■ YANG HARUS DIKERJAKAN ■
(a) Tuliskan kembali tanpa perubahan bagian teks tentang Thomas Aquinas yang dibuka dengan kata-kata yang memuat "Paradigma berpikir Barat" dan ditutup dengan "epistimologi dari teologi.".
(b) Menurut teks tentang Thomas Aquinas, dari universitas mana ia menerima gelar Doktor dalam teologi?
(c) Ringkaslah teks tentang Thomas Aquinas dalam dua kalimat.

■ BACAAN YANG DIBERIKAN ■
--

Filsafat Agama Thomas Aquinas

|



Paradigma berpikir Barat modern sangat dipengaruhi oleh pemikiran yang bersifat logis. Mereka hanya mengakui apa yang ditangkap dan dipersepsikan oleh panca indera saja dan mengesampingkan hal-hal yang bersifat metafisika. Bahkan para ilmuwan barat mengklaim bahwasanya kemajuan mereka dalam bidang sains dan teknologi tidak lepas dari upaya mereka dalam melepaskan epistimologi dari teologi.
Jauh sebelum munculnya pemikiran-pemikiran logis tersebut. Salah seorang filosof barat yang sangat religius berupaya menentang pemikiran-pemikiran yang menyangkal metafisika, yang pada waktu itu banyak dipengaruhi oleh pemikiran neo-platonik. Dia  dikenal dengan nama Thomas Aquinas (1224-1274 M), tokoh puncak Skolastisisme. Seorang pendeta Dominikan yang dianggap gereja sebagai salah satu dari para Doktor Gereja.


Biografi Singkat Thomas Aquinas
Thomas Aquinas atau Thomas dari Aquino (1224-1274 M) lahir di Rocca Sicca, dekat Napels, Italia. Lahir dari suatu keluarga bangsawan. Semula ia belajar di Napels, kemudian di Paris, menjadi murid Albertus Agung, lalu di Koln, dan kemudian di Paris lagi. Sejak tahun 1252 ia mengajar di Paris dan Italia.[1] Aquinas seorang ahli teologi Katolik dan filosof. Ia menerima gelar Doktor dalam teologi dari Universitas Paris dan mengajar di sana sampai tahun 1259. Kemudian selama 10 tahun ia mengajar di biara-biara Dominican di sekitar Roma kemudian kembali ke Paris, mengajar dan menulis. Ia mempelajari karya-karya besar Aristoteles secara mendalam dan ikut serta dalam pelbagai perdebatan.

--

■ INFORMASI YANG DIBERIKAN ■
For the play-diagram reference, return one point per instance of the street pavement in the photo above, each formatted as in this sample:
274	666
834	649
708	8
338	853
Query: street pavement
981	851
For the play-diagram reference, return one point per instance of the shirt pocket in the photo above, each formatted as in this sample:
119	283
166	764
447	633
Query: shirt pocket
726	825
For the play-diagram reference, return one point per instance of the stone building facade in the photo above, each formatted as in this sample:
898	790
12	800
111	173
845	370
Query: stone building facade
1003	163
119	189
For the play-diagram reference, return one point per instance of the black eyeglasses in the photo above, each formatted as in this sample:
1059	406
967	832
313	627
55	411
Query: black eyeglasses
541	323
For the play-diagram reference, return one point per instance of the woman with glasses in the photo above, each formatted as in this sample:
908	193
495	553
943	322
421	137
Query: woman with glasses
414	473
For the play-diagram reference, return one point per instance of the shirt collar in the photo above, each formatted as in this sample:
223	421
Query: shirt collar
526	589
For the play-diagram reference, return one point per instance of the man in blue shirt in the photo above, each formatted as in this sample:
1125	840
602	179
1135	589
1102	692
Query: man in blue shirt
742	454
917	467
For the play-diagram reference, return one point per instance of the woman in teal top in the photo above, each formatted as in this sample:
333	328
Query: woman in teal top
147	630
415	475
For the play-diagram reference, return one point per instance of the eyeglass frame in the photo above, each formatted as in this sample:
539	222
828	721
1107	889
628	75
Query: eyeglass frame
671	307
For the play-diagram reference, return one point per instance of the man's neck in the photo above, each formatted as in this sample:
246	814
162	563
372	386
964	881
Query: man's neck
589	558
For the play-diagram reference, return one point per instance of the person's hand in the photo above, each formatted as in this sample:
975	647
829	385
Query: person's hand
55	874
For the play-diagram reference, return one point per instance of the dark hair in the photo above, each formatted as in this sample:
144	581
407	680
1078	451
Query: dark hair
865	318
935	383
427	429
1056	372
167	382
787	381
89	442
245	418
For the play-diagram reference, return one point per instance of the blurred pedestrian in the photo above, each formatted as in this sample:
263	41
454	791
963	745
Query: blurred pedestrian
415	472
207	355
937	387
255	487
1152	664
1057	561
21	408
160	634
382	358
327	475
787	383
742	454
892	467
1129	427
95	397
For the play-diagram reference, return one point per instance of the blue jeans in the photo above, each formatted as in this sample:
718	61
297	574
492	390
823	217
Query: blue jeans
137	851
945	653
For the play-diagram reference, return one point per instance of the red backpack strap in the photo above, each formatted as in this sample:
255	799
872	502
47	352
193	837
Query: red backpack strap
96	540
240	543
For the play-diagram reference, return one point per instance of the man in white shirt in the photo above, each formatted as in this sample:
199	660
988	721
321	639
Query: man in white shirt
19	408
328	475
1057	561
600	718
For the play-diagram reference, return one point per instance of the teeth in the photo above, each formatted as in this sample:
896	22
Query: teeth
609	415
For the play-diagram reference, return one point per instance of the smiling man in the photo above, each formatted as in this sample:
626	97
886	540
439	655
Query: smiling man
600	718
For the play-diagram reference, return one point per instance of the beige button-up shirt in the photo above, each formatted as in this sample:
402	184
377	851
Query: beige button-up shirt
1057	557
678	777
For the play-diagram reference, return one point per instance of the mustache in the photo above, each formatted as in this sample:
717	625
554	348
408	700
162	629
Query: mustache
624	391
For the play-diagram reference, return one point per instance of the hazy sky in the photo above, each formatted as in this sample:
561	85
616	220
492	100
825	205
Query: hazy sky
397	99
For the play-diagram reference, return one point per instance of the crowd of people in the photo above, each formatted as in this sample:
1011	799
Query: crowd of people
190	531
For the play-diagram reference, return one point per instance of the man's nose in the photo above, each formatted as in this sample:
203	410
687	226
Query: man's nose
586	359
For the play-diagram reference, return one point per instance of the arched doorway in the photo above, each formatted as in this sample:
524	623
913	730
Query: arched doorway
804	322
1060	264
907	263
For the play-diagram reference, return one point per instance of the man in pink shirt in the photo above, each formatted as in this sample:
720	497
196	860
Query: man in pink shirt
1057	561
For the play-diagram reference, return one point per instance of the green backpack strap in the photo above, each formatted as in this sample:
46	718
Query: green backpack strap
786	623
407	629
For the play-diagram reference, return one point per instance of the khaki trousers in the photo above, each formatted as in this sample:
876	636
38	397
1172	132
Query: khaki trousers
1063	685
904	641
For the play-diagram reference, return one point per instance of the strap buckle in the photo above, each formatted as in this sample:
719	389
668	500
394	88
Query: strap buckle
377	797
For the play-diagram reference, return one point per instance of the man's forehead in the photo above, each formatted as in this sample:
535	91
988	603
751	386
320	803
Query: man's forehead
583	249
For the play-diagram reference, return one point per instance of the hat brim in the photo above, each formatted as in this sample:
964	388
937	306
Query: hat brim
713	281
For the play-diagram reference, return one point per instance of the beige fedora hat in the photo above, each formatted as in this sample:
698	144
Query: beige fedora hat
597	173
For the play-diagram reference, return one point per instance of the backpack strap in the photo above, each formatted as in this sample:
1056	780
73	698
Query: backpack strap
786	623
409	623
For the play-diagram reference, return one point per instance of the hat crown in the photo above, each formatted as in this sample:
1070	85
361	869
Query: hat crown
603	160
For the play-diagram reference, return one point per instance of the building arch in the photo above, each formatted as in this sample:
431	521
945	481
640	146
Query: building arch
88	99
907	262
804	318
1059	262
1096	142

--

■ JAWABAN TIAP TUGAS ■
(a)
Paradigma berpikir Barat modern sangat dipengaruhi oleh pemikiran yang bersifat logis. Mereka hanya mengakui apa yang ditangkap dan dipersepsikan oleh panca indera saja dan mengesampingkan hal-hal yang bersifat metafisika. Bahkan para ilmuwan barat mengklaim bahwasanya kemajuan mereka dalam bidang sains dan teknologi tidak lepas dari upaya mereka dalam melepaskan epistimologi dari teologi.

(b) Universitas Paris.

(c) Jauh sebelum paradigma berpikir Barat modern yang logis dan mengesampingkan metafisika, Thomas Aquinas (1224-1274 M), filosof Barat yang sangat religius dan tokoh puncak Skolastisisme, berupaya menentang pemikiran yang menyangkal metafisika. Ia lahir dari keluarga bangsawan di Rocca Sicca dekat Napels, belajar di Napels, Paris, dan Koln, lalu mengajar di Paris dan Italia serta mempelajari karya-karya besar Aristoteles secara mendalam.